Directions:
Present the data once more in exactly its original form.

Information supplied:
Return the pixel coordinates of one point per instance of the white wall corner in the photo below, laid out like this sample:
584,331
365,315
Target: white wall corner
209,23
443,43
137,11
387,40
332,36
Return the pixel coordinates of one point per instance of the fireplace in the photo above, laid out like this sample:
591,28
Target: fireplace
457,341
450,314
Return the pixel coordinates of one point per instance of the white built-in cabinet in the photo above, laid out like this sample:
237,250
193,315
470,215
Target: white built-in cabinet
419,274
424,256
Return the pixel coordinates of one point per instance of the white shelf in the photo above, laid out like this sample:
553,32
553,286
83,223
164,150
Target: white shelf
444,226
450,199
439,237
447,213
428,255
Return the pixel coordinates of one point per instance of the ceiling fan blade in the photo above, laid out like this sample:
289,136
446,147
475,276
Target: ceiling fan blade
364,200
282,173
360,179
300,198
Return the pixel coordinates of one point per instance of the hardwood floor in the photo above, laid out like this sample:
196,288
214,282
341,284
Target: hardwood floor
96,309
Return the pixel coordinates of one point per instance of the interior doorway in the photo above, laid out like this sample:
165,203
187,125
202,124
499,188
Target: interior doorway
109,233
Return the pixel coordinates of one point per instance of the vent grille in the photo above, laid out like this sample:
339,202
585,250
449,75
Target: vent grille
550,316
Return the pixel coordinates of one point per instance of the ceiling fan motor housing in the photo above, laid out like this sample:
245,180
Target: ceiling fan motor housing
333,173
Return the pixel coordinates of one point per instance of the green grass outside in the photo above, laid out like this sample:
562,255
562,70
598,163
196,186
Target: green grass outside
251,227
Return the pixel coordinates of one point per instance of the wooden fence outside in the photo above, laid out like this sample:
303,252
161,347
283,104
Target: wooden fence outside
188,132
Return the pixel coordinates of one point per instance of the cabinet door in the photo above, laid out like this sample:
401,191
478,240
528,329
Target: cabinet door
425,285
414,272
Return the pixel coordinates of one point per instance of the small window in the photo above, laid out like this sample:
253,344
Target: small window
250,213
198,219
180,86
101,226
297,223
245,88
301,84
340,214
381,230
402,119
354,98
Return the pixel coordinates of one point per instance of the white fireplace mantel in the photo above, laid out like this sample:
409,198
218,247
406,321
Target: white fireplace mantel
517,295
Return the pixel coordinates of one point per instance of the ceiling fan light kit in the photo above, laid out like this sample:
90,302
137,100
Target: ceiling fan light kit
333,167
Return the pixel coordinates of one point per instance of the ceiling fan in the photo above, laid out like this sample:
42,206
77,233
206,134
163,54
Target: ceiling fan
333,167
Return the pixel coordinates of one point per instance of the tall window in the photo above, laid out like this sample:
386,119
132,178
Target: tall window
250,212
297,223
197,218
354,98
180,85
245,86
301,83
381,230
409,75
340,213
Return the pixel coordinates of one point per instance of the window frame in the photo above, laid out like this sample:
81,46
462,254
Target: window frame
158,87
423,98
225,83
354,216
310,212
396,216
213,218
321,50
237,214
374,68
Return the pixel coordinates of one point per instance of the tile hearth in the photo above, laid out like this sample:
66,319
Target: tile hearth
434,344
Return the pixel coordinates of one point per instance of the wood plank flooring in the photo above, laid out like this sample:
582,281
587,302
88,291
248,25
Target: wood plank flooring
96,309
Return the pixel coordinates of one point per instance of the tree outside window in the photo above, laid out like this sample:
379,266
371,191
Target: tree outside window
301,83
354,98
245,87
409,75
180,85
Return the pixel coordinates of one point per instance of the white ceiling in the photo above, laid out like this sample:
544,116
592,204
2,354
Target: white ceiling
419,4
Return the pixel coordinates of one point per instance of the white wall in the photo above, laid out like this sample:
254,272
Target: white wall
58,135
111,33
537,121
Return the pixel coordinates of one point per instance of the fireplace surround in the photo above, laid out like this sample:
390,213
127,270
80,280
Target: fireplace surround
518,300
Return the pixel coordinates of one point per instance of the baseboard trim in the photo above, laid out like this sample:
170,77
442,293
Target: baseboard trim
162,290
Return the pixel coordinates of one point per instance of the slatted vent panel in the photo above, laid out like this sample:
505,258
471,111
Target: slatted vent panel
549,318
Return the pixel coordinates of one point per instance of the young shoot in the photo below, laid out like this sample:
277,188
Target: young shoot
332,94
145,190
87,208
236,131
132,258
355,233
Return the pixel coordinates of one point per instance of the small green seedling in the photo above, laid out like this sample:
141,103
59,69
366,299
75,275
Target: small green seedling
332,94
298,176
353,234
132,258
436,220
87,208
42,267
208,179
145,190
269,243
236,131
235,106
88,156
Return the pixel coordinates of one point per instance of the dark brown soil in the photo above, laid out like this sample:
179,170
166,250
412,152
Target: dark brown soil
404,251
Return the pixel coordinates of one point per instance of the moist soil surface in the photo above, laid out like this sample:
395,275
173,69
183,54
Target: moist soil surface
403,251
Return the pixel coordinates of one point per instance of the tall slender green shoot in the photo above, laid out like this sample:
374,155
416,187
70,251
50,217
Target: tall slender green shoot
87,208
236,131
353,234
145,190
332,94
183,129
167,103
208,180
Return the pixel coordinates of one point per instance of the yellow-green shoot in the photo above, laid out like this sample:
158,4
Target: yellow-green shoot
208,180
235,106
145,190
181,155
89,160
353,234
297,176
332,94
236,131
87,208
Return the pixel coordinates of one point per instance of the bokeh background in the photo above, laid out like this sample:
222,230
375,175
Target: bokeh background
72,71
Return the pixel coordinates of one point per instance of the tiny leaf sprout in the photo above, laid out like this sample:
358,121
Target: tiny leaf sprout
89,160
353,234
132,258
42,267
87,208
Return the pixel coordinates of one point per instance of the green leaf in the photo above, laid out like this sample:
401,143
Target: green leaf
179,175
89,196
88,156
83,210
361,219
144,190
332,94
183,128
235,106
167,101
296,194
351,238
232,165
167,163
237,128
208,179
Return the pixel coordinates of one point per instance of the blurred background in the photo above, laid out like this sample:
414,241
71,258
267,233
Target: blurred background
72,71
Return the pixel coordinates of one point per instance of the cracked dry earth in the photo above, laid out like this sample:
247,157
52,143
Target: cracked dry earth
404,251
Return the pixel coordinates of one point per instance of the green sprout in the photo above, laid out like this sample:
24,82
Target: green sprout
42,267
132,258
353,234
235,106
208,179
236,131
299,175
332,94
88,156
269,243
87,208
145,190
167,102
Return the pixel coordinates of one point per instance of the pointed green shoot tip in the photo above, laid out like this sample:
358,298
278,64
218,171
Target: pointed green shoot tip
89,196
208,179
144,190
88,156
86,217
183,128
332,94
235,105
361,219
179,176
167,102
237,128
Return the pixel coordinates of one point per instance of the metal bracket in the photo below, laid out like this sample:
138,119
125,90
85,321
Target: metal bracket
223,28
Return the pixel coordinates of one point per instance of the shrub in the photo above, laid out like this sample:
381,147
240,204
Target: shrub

Solution for this problem:
Return the pixel coordinates of one point per instance of the white wall corner in the photo below, laid out like this sample:
584,331
365,315
Target: white wall corner
209,23
443,43
137,11
387,40
332,36
Return the pixel coordinates of one point per instance of the fireplace in the photo above, laid out like this sample:
591,28
Target: fireplace
457,341
450,314
Return the pixel coordinates of one point per instance of the white built-in cabinet in the photo above, laid out like this sample:
237,250
193,315
470,215
Target: white built-in cabinet
419,274
424,256
Return the pixel coordinates of one point per instance of the white shelf in the photo above, laid out like this sample:
553,32
553,286
83,223
164,150
Target: white shelf
444,226
450,199
439,237
447,213
428,255
Return the pixel coordinates of one point per instance of the ceiling fan blade in the photo above, laid out like this sample:
289,136
446,147
475,276
Target: ceiling fan blade
364,200
282,173
360,179
300,198
Return the pixel coordinates of one point per instance of the hardwood floor in the photo above, laid out like this sample:
196,288
214,282
341,284
Target: hardwood floor
96,309
Return the pixel coordinates of one point per instance of the interior doorway in the photo above, laid out like this sample:
165,203
187,125
202,124
499,188
Target: interior doorway
109,233
Return the pixel coordinates of one point per instance of the vent grille in the photo above, laid out like this sample:
339,202
585,250
449,75
Target: vent grille
550,316
Return the pixel coordinates of one point per instance of the ceiling fan motor housing in the photo above, laid out like this sample:
245,180
Target: ceiling fan motor housing
333,173
Return the pixel coordinates of one point per instance of the green grass outside in the photo above, laid out like this sample:
562,255
562,70
598,163
196,186
Target: green grass outside
251,227
Return the pixel coordinates of one point per instance of the wooden fence outside in the photo above, laid out like this sample:
303,252
161,347
283,104
Target: wooden fence outside
188,132
Return the pixel coordinates of one point per instance of the cabinet door in the photo above, laid out like this sample:
401,191
478,240
528,329
Target: cabinet door
425,285
414,272
Return the pixel coordinates of one point per instance of the small window in the photo above, laid out like this sample:
253,344
Target: small window
250,213
198,219
180,86
101,226
297,223
245,88
301,84
340,214
381,230
402,119
354,98
Return the pixel coordinates of one point per instance of the white fireplace mantel in the photo above, laid out like this sample:
409,198
218,247
406,321
Target: white fireplace mantel
517,295
Return the pixel coordinates of one point per instance of the ceiling fan light kit in the photo above, laid out like this sample:
90,302
137,100
Target: ceiling fan light kit
333,167
Return the pixel coordinates of one point per instance of the ceiling fan in the photo above, laid out like this sample:
42,206
77,233
206,134
163,54
Target: ceiling fan
333,167
Return the pixel coordinates of one point per instance of the tall window in the photo above, laid out like this sample:
386,119
132,178
Target: tall window
250,212
297,223
197,218
354,98
180,85
245,86
301,83
381,230
409,75
340,213
Return the pixel coordinates of one point per instance of the window frame in the photo above, laid out like this sample:
81,46
462,254
Target: window frame
158,87
423,98
225,83
354,216
310,212
396,216
213,218
321,50
237,214
374,68
Return the pixel coordinates of one point per instance of the tile hearth in the photo above, laid out like this sample:
66,319
Target: tile hearth
434,344
Return the pixel coordinates of one point per instance of the wood plank flooring in the photo above, laid out like this sample:
582,281
587,302
88,291
248,25
Target: wood plank flooring
96,309
Return the pixel coordinates of one point per instance of the tree outside window in the photo above, laid out like this sample:
379,266
371,191
Target: tree outside window
301,83
354,98
245,87
409,75
180,85
Return the pixel coordinates of one point per instance of the white ceiling in the photo above, laid out like this sample:
544,116
592,204
2,354
Target: white ceiling
419,4
Return the pixel coordinates of one point per instance of the white wall in the photo above, laid out like this sample:
254,272
Target: white wall
58,135
111,33
537,121
Return the pixel coordinates of one point per instance of the fireplace surround in the photo above, laid out like this sample:
390,213
127,270
80,280
Target: fireplace surround
518,300
Return the pixel coordinates of one point per instance of the baseboard trim in the photo above, laid out like this sample:
170,77
442,293
Target: baseboard trim
162,290
Return the pixel coordinates of one point per instance of the slatted vent panel in the photo above, laid out like this sample:
505,258
471,111
Target: slatted vent panel
549,318
Return the pixel coordinates of one point per instance of the young shoot in the photo below, laid out like this sample:
277,188
Target: young shoot
332,94
145,190
87,208
236,131
132,258
355,233
Return the pixel coordinates of one point per instance of the small green seedling in the photo above, laid out like this sample:
141,103
59,69
366,299
75,275
Target: small green seedling
332,94
298,176
353,234
132,258
436,220
87,208
42,267
208,179
145,190
269,243
236,131
235,106
88,156
Return the pixel coordinates of one point per instance of the dark brown soil in the photo above, laid out like this sample:
179,170
166,250
412,152
Target: dark brown soil
404,251
Return the pixel coordinates of one point per instance of the moist soil surface in the photo above, laid out like this sample:
395,275
173,69
183,54
Target: moist soil surface
403,251
Return the pixel coordinates of one point per instance of the tall slender green shoot in the photo above, laid out like this sample:
374,155
416,187
70,251
50,217
Target: tall slender green shoot
87,208
236,131
353,234
145,190
332,94
183,129
167,103
208,180
Return the pixel coordinates of one point per instance of the yellow-green shoot in the photo above, laid out like this sample:
158,4
Target: yellow-green shoot
208,180
235,106
145,190
181,155
89,160
353,234
297,176
332,94
236,131
87,208
Return the pixel coordinates of one point per instance of the bokeh background in the photo above, laid out like this sample:
222,230
375,175
Target: bokeh background
72,71
Return the pixel coordinates of one point per instance of the tiny leaf sprout in the photo above, laid out like this sample:
358,121
Target: tiny leaf sprout
89,160
353,234
132,258
42,267
87,208
Return the pixel coordinates of one point per instance of the green leaf in the photo above, laid out like this sample:
401,143
Target: green leaf
179,175
89,196
88,156
83,210
361,219
144,190
332,94
183,128
235,106
167,101
296,194
351,238
232,165
167,163
237,128
208,179
Return the pixel coordinates of one point per instance of the blurred background in the photo above, laid out like this sample:
414,241
71,258
267,233
Target: blurred background
72,71
Return the pixel coordinates of one point per instance of the cracked dry earth in the photo above, laid out like this sample:
247,157
52,143
Target: cracked dry earth
404,251
Return the pixel coordinates of one point per instance of the green sprout in the photo above, laid out like this sample:
24,82
Target: green sprout
42,267
132,258
353,234
235,106
208,179
236,131
299,175
332,94
88,156
269,243
87,208
145,190
167,102
Return the pixel coordinates of one point per instance of the pointed green shoot tip in the photo above, laid out like this sample:
358,298
278,64
218,171
Target: pointed green shoot tip
89,196
208,179
144,190
88,156
86,217
183,128
332,94
235,105
361,219
179,176
167,102
237,128
Return the pixel coordinates of one point per instance of the metal bracket in the photo below, laid out like this sample:
138,119
125,90
85,321
Target: metal bracket
223,28
Return the pixel coordinates of one point per instance of the shrub in the photo above, laid out like this sample:
381,147
240,204
Target: shrub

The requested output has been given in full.